#### GIVEN DATA

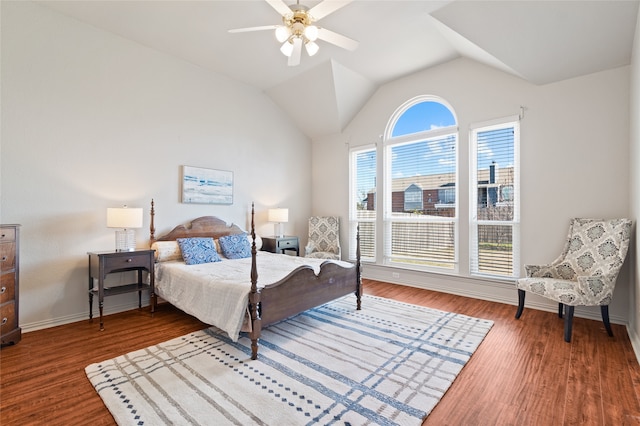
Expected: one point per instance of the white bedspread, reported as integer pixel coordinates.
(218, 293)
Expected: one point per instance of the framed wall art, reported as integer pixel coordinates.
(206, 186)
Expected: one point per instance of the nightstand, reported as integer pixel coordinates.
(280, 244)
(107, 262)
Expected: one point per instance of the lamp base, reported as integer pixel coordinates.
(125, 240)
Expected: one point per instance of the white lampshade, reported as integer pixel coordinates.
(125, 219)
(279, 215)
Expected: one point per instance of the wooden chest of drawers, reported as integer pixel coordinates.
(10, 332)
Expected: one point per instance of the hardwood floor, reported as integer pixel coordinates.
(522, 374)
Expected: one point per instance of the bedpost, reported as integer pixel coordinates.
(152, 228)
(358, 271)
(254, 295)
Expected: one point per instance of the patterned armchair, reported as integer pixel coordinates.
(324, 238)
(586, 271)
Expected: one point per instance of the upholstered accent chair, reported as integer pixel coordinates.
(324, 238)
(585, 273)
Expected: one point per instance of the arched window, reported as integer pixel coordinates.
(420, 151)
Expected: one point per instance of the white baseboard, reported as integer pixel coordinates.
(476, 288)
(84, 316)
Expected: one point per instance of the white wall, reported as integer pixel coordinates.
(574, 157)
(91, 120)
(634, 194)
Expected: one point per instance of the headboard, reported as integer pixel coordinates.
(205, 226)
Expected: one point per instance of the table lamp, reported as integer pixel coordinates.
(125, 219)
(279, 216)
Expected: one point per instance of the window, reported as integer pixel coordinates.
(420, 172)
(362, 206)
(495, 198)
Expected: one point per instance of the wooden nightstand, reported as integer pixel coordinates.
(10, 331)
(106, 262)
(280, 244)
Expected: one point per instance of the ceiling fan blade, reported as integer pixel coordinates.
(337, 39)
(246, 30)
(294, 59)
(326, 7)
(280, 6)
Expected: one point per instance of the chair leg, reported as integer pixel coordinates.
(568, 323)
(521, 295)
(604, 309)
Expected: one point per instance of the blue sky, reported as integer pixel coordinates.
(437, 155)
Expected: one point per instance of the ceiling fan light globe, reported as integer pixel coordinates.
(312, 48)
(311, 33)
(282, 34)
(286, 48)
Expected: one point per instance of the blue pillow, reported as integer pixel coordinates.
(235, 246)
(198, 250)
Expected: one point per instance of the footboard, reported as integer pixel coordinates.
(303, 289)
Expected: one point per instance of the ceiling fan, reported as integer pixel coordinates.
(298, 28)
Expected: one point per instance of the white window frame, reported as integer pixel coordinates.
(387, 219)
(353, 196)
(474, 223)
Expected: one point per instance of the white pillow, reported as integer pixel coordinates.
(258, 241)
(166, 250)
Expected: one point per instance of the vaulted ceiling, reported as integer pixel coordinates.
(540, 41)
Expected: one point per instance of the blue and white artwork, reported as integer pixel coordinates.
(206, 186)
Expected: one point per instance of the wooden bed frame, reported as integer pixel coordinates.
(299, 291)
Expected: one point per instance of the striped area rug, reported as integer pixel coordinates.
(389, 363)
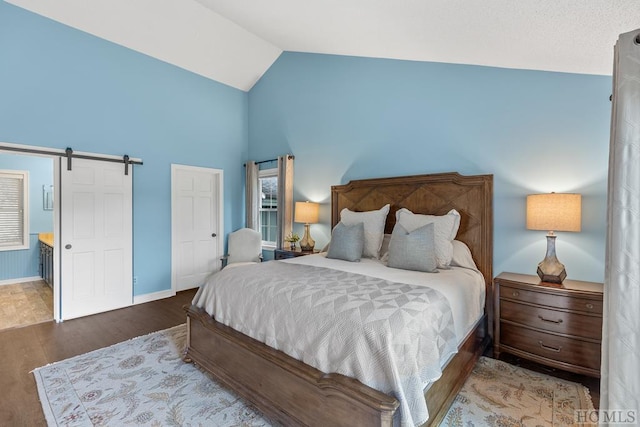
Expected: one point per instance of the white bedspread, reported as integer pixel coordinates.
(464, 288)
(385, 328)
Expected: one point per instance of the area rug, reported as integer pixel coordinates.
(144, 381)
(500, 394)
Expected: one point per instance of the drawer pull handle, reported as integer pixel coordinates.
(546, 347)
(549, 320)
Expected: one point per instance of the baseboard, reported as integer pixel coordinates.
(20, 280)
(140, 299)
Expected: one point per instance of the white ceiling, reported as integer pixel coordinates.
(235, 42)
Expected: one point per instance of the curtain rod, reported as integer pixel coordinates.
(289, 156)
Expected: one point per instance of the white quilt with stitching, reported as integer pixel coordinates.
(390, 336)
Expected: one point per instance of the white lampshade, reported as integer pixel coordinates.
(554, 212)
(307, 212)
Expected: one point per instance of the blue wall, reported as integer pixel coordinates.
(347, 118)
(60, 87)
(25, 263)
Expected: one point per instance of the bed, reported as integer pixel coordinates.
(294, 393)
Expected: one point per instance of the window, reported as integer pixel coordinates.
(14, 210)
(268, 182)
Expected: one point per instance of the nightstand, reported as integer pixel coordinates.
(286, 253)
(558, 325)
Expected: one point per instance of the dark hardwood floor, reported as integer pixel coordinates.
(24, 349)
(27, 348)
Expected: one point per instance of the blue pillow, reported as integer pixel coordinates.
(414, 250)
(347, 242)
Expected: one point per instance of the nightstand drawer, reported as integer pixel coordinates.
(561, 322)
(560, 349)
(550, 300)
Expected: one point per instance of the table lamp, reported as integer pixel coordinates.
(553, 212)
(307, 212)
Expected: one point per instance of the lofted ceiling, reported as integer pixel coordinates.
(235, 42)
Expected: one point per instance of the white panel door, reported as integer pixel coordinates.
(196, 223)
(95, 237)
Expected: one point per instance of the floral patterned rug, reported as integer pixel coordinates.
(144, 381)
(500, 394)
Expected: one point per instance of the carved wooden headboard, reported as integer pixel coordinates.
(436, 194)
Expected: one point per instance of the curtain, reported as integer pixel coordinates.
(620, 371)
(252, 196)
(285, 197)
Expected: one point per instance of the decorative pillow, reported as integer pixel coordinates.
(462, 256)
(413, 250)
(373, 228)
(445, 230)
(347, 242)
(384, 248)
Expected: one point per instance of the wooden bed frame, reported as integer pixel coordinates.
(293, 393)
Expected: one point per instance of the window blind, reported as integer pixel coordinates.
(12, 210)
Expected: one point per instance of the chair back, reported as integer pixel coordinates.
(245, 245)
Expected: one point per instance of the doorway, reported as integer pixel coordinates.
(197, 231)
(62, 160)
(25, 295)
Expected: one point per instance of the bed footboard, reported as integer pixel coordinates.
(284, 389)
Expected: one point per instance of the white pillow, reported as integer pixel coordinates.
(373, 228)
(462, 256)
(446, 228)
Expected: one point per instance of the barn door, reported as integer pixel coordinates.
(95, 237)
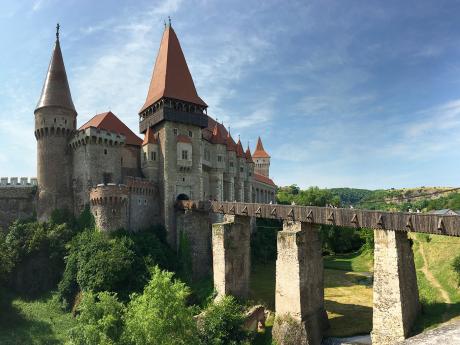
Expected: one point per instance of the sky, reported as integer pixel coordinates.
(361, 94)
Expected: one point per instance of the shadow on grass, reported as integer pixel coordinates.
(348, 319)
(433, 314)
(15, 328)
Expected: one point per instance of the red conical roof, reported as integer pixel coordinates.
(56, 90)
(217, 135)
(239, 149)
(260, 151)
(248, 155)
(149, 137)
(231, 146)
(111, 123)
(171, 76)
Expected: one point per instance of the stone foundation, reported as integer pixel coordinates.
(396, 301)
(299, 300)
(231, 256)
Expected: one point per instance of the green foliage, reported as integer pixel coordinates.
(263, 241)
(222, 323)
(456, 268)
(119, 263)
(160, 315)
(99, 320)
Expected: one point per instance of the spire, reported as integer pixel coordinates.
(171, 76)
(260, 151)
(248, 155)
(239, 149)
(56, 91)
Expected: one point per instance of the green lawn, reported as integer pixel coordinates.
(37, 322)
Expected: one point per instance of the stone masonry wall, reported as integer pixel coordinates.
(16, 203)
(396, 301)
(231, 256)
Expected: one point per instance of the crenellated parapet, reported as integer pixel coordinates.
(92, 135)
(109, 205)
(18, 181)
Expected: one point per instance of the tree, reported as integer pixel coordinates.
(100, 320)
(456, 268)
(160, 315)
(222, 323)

########

Output the data exactly as it appears. The pictures do not belong in it.

Expected: one point per instance of the white bedspread, reported as integer pixel coordinates.
(218, 293)
Expected: one point per instance of the framed wall art, reported as integer pixel coordinates.
(206, 186)
Expected: one point per instance of the nightstand, reported as integer pixel coordinates.
(280, 244)
(107, 262)
Expected: one point per instance of the lamp base, reported as integer pixel coordinates.
(125, 240)
Expected: one point per instance of the white lampshade, reported as integer pixel coordinates.
(125, 219)
(279, 215)
Expected: one point per instance of the wooden chest of drawers, reported as integer pixel coordinates.
(10, 332)
Expected: one point per instance of the hardwood floor, reported as integer pixel coordinates.
(522, 374)
Expected: one point per instance of the bedpost, reported as integer pixel coordinates.
(152, 228)
(358, 271)
(254, 295)
Expected: one point per instance of the patterned armchair, reported as integer pixel coordinates.
(324, 238)
(586, 271)
Expected: one point per instance of the upholstered accent chair, reported as integer pixel coordinates.
(324, 238)
(585, 273)
Expected: one point per instance of the arched window, reported as integer pixel coordinates.
(420, 151)
Expected: one point per instance of the white baseboard, reported as integer pixel coordinates.
(476, 288)
(84, 316)
Expected: one point per instance of the white wall, reported as integer pixel coordinates.
(574, 157)
(91, 120)
(634, 194)
Expected: one point per instance of the headboard, reported as integer pixel coordinates.
(205, 226)
Expected: one point per instance of the table lamp, reported as integer pixel coordinates.
(125, 219)
(279, 216)
Expected: one point per instance of the window, reported as integer pixel coordinates.
(420, 172)
(362, 206)
(495, 198)
Expected: one point per instance of the wooden nightstand, reported as integer pixel coordinates.
(10, 331)
(106, 262)
(280, 244)
Expected: one point per instance of the ceiling fan blade, reported as integer pixel coordinates.
(337, 39)
(246, 30)
(294, 59)
(326, 7)
(280, 6)
Expected: one point per instance of the chair leg, reported as integer pixel coordinates.
(568, 323)
(521, 295)
(604, 309)
Expected: one point per instance of the blue sky, reported as integer pixel coordinates.
(437, 155)
Expected: one point per instance of the ceiling fan light globe, reported as integer pixel coordinates.
(312, 48)
(311, 33)
(282, 34)
(286, 48)
Expected: one point per instance of the blue pillow, reported as integer pixel coordinates.
(235, 246)
(198, 250)
Expected: one point per instance of the footboard, reported as integer pixel coordinates.
(303, 289)
Expected: one point per instance of the ceiling fan, reported as integer pixel coordinates.
(298, 28)
Expected: one point per instance of the white window frame, reported as integer pixel coordinates.
(387, 219)
(353, 196)
(474, 223)
Expected: one point per instance of the white pillow, reported as integer pixel coordinates.
(258, 241)
(166, 250)
Expected: one point per instance of the vaulted ceiling, reported as integer pixel coordinates.
(540, 41)
Expected: one point per instance of the blue and white artwork, reported as integer pixel coordinates.
(206, 186)
Expected: one point per instance of the wooden bed frame, reported as integer pixel coordinates.
(299, 291)
Expected: one point per instance of the striped area rug, reported as integer pixel coordinates.
(389, 363)
Expected: one point per instance of the white bedspread, reported as integer pixel coordinates.
(464, 288)
(385, 328)
Expected: one point per instance of the area rug, reported as integer pixel coordinates.
(144, 381)
(500, 394)
Expected: one point per instance of the drawer pull handle, reported as integer pixel coordinates.
(546, 347)
(549, 320)
Expected: one point per instance of the baseboard, reported as integer pixel coordinates.
(20, 280)
(140, 299)
Expected: one point per instance of the white ceiling, reported as integer pixel coordinates.
(235, 42)
Expected: one point per instance of the curtain rod, reported as integer pixel coordinates.
(289, 156)
Expected: one point per instance of the white quilt with stitching, reported as integer pixel coordinates.
(390, 336)
Expected: one point per instance of the white lampshade, reported as integer pixel coordinates.
(554, 212)
(307, 212)
Expected: one point per instance of the blue wall, reported as integer pixel coordinates.
(347, 118)
(60, 87)
(25, 263)
Expected: one point per instance of the bed, reported as integer pixel coordinates.
(294, 393)
Expected: one point per instance of the window, reported as integer pixel coordinates.
(14, 210)
(268, 182)
Expected: one point per instance of the nightstand, reported as integer pixel coordinates.
(286, 253)
(558, 325)
Expected: one point per instance of the dark hardwood floor, reported as integer pixel coordinates.
(24, 349)
(27, 348)
Expected: one point per instance of the blue pillow, reported as integer pixel coordinates.
(414, 250)
(347, 242)
Expected: one point per instance of the nightstand drawer, reported as integer pixel coordinates.
(561, 322)
(560, 349)
(550, 300)
Expected: one point per instance of the table lamp, reported as integer pixel coordinates.
(553, 212)
(307, 212)
Expected: one point per instance of the lofted ceiling, reported as integer pixel coordinates.
(235, 42)
Expected: one point per instance of the white panel door, reported as integer pixel coordinates.
(196, 223)
(95, 237)
Expected: one point per instance of the floral patterned rug, reported as integer pixel coordinates.
(144, 381)
(500, 394)
Expected: one point per instance of the carved wooden headboard, reported as integer pixel coordinates.
(436, 194)
Expected: one point per instance of the curtain, reported as integer pixel coordinates.
(620, 371)
(252, 196)
(285, 197)
Expected: one point per instance of the decorative pillow, reported as integer pixel coordinates.
(462, 256)
(413, 250)
(373, 228)
(445, 230)
(347, 242)
(384, 248)
Expected: one point per instance of the wooden bed frame, reported as integer pixel coordinates.
(293, 393)
Expected: one point per instance of the window blind, reported as integer pixel coordinates.
(12, 210)
Expected: one point per instance of the chair back, reported as integer pixel coordinates.
(245, 245)
Expected: one point per instance of the doorway, reported as integer pixel coordinates.
(197, 231)
(62, 160)
(25, 295)
Expected: one point per instance of the bed footboard, reported as integer pixel coordinates.
(284, 389)
Expected: one point per instance of the white pillow, reported as integer pixel coordinates.
(373, 228)
(462, 256)
(446, 228)
Expected: one point per instance of the barn door, reported as integer pixel coordinates.
(95, 237)
Expected: one point per instance of the sky, reported as integer pixel coordinates.
(361, 94)
Expected: one point per instance of the shadow on grass, reported as integer pixel coordinates.
(348, 319)
(433, 314)
(15, 328)
Expected: one point per instance of the red conical roof, reported as integer pixel coordinates.
(56, 90)
(217, 135)
(239, 149)
(260, 151)
(248, 155)
(149, 137)
(231, 146)
(111, 123)
(171, 76)
Expected: one point per instance of the stone foundation, reported as integer pixel coordinates.
(396, 301)
(299, 300)
(231, 256)
Expected: one point per instance of the green foliage, reported as integer pixel coordinates.
(263, 241)
(222, 323)
(456, 268)
(119, 263)
(160, 315)
(99, 320)
Expected: one point per instance of the spire, reported as integer pixel coordinates.
(171, 76)
(260, 151)
(248, 155)
(239, 149)
(56, 91)
Expected: one point per instance of the green lawn, reported as integer pixel coordinates.
(37, 322)
Expected: one point per instance of the stone masonry wall, reported as integer pixel coordinates.
(16, 203)
(396, 301)
(231, 256)
Expected: one point per instance of the crenellated parapet, reported as integer pixel coordinates.
(92, 135)
(109, 205)
(18, 181)
Expected: one point per instance of the tree, reported as integer pixel coordinates.
(100, 320)
(456, 268)
(160, 315)
(222, 323)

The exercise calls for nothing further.